[START OF Provided passage]

If you remember with what Hadley shared there, there's a couple of little tricks to remember with Regex that will make it a lot easier. The first thing I'm going to do is put in a W, which is a character, but I want this to be more than one character. I'm going to do a W and a plus. Then after that w and plus, I'm looking for something that has a space and says the word broken. As long as I type that out, right, you'll see here that my formula result is there.
If I hit apply here, you can see that it tells me what is broken, but it also contains that word broken. Maybe I don't want that. Maybe I just want what the part is, not the word broken in there. Then if I want to do that, how I can do that is go in here and containerize this to make this a first word of the list here.
Then I'm going to just say, hey, I only want that first word. If we look at the preview here, it's just giving me that. Now if I hit apply and okay, I've extracted out what I was looking for. Now, this is a simple example and you could probably think of other ways to be able to get that specific part of this description out, but I wanted to show you how you could do that with Regex and really just a very simple start to this.
Let's look at a little bit more complex example. Here we have phone numbers that are entered randomly and they have different spacing, different delimiters in there. Sometimes there's a one, sometimes there's not. Sometimes there is extensions, sometimes there's not. We want to format that in a different way and end up with a more clean format. Here's the end result.
Unlike the last example, I think this one is a lot more difficult to do without Regex. Let's walk through how we can do this with Regex. Very similar. We're going to start, I'm going to type in Regex here and I'm going to move this down so you guys can see as we're building this Regex, the results pop up there.
I'm going to put that phone numbers in as my original pattern or my original data, and then I'm going to start with that pattern. If we remember again from what Hadley said, we're looking for digits this time. Our pattern is digit, digit, digit, then something. We don't know what, but we'll put in that question mark because it could be many different things and then we have digit, digit, digit.
Let me pop this open a little so we can see it. Then again, we have a question mark because we don't know what that delimiter is in there. Then we have four digits. Okay, all right. If we look at a preview, you can see it catches some of these. I'm going to just hit apply and now you can see some of these numbers were captured here, but some were not. Then our output formula isn't what we're after.
Let's go back and open this up and we're going to containerize those like we did in the previous example. We're going to look at three individual words here, or three individual sets of digits, I should say. We've containerized them, we'll hit okay. Then we want an output that looks a certain way.
We want to have the first word followed by a dash, then the second word or set of digits followed by a dash, and then the third. Okay. When we hit apply here, you can see this is cleaned it up a little and at least the output format is what we're looking for, but we're missing a few. Like, let's look at this one specifically.
This one has a space here. How do we tell Regex that there might be a space, but there might not? We'll go back here and we're going to edit this a little bit. We're going to put in a potential space. I'm going to put a space with a question mark there because it might be there, might not and I'm going to hit okay and apply. There you can see it captured those two with the space.

[END OF Provided passage]

== Tasks to complete ==
**a)** Update the records starting at the first line and ending at the line that contains "131 77 L 135": swap "asphalt road" for "paved street" and leave everything else the same.
**b)** Write what comes next in the Regex walkthrough on cleaning up phone numbers, picking up right after its last sentence.
The Regex walkthrough and the records have nothing to do with each other.

[START OF Raw data]

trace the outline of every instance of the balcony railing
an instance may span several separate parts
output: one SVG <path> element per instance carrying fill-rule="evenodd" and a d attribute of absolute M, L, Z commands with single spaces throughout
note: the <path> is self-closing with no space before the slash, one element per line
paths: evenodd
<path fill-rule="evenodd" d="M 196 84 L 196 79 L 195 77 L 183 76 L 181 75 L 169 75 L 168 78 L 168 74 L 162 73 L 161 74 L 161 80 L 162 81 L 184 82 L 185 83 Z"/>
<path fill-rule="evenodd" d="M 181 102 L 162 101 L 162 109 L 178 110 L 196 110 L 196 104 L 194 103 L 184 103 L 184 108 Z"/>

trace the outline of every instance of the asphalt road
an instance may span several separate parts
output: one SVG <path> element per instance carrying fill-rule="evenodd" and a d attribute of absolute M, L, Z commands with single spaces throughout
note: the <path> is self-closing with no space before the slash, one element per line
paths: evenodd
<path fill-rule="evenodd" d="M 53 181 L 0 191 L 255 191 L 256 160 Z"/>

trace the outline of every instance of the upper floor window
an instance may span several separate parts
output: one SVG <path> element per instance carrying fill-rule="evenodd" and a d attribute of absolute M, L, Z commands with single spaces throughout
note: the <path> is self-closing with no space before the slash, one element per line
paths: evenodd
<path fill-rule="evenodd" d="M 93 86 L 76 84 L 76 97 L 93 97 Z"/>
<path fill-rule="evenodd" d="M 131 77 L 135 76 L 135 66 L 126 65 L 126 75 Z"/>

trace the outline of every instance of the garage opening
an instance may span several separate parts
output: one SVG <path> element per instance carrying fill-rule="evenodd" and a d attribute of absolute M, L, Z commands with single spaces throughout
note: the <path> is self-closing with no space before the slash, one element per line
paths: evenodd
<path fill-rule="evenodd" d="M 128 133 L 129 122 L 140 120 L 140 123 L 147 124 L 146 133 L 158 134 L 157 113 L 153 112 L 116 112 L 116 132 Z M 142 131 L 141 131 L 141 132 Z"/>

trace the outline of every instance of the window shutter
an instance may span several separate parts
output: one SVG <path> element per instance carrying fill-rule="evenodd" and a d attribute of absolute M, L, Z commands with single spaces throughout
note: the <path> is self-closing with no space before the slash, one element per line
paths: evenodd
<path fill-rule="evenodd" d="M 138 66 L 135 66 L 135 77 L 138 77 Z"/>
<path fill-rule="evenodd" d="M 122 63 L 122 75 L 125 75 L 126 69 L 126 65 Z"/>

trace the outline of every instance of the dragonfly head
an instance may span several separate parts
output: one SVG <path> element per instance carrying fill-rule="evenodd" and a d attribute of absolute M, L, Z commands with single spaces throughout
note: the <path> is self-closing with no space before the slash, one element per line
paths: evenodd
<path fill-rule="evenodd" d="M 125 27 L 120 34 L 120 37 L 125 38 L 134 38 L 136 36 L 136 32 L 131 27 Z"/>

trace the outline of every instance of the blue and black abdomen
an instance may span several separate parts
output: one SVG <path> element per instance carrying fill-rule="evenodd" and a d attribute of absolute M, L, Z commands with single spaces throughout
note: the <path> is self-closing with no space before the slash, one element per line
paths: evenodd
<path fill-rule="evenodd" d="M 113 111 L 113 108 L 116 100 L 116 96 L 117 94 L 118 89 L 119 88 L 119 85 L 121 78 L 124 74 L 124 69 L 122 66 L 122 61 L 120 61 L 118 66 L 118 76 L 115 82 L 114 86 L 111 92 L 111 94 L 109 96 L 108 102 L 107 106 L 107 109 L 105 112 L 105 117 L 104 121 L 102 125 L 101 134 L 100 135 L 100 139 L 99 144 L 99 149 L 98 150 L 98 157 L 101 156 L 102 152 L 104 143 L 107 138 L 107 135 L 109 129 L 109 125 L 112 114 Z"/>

[END OF Raw data]

== Results in order ==
**a)**
trace the outline of every instance of the balcony railing
an instance may span several separate parts
output: one SVG <path> element per instance carrying fill-rule="evenodd" and a d attribute of absolute M, L, Z commands with single spaces throughout
note: the <path> is self-closing with no space before the slash, one element per line
paths: evenodd
<path fill-rule="evenodd" d="M 196 84 L 196 79 L 195 77 L 183 76 L 181 75 L 169 75 L 168 78 L 168 74 L 162 73 L 161 74 L 161 80 L 162 81 L 184 82 L 185 83 Z"/>
<path fill-rule="evenodd" d="M 181 102 L 162 101 L 162 109 L 178 110 L 196 110 L 196 104 L 194 103 L 184 103 L 184 108 Z"/>

trace the outline of every instance of the paved street
an instance may span several separate parts
output: one SVG <path> element per instance carrying fill-rule="evenodd" and a d attribute of absolute M, L, Z commands with single spaces throughout
note: the <path> is self-closing with no space before the slash, one element per line
paths: evenodd
<path fill-rule="evenodd" d="M 53 181 L 0 191 L 255 191 L 256 160 Z"/>

trace the outline of every instance of the upper floor window
an instance may span several separate parts
output: one SVG <path> element per instance carrying fill-rule="evenodd" and a d attribute of absolute M, L, Z commands with single spaces throughout
note: the <path> is self-closing with no space before the slash, one element per line
paths: evenodd
<path fill-rule="evenodd" d="M 93 86 L 76 84 L 76 97 L 93 97 Z"/>
<path fill-rule="evenodd" d="M 131 77 L 135 76 L 135 66 L 126 65 L 126 75 Z"/>

**b)**
But you can also see some of these have a one at the start, like line five here. How do we tell Regex that there might be a one there? So just like we did with the space, we're going to go in, we're going to say, "hey, there could be a one here. " I f we do that and hit okay and apply, you can see that it cleaned those up.
Now we're pretty happy. We've got everything in the format that we want it. But you can see there is other examples of different styles of phone numbers here. If people have put in letters instead of numbers, it's not capturing all of that. There's more we could do with this to clean these up further, but we've taken a lot of messy phone numbers here and clean them up into a nicer format.
This is a good way to use Regex. Now I'm going to pass it back to Hadley for the last example.
All right, thank you very much, Pete. Very well done as well. What I'm going to do is I'm going to show you this example here, which is an example of descriptions taken from file names. The first seven digits, I think the first seven things are the name of the sample and then how it was run. Temperatures sometimes included, but not all of them. Days sometimes or weeks. Time sometimes included, but not always.
Let's extract all of this information and what we ultimately want it to look like is that. We are going to use Regex to extract the sample project code from the front, the stress condition from within, the temperatures as well as the mean of those temperatures, temperature range. Then if there is a time we'd like that as well expressed in days and not in weeks.
Let's delete all this and see how we can do it. Now, the first thing we can do is to add our project code and we could do this in Regex. But you know what, this is actually probably pretty simple to do using substring. It's this guy, the first seven. There we go. Let's not complicate our lives.
Now, the rest of it, I think, is a little bit more tricky. What I'm going to do is I'm going to open up a new script. We're going to start out, we start out old scripts and we are going to go in and grab all of these descriptor names. We're just going to create a list called Description with all the values in this column.
What I'm going to do is just show the log. You can see here that if I run Description, I've now got all my descriptions. What do we feel like starting with? Let's see, I think temperature is probably a good one to start with. What I'm going to do is just to show you that if we take the temperature code here, all of these are going to be in about the same format.
We're going to create a list container to hold whatever it is. We're going to loop over all of the items in description. Temp code, I going to equal something at a description. Then once we get all these, we can just slap the whole thing into a new column.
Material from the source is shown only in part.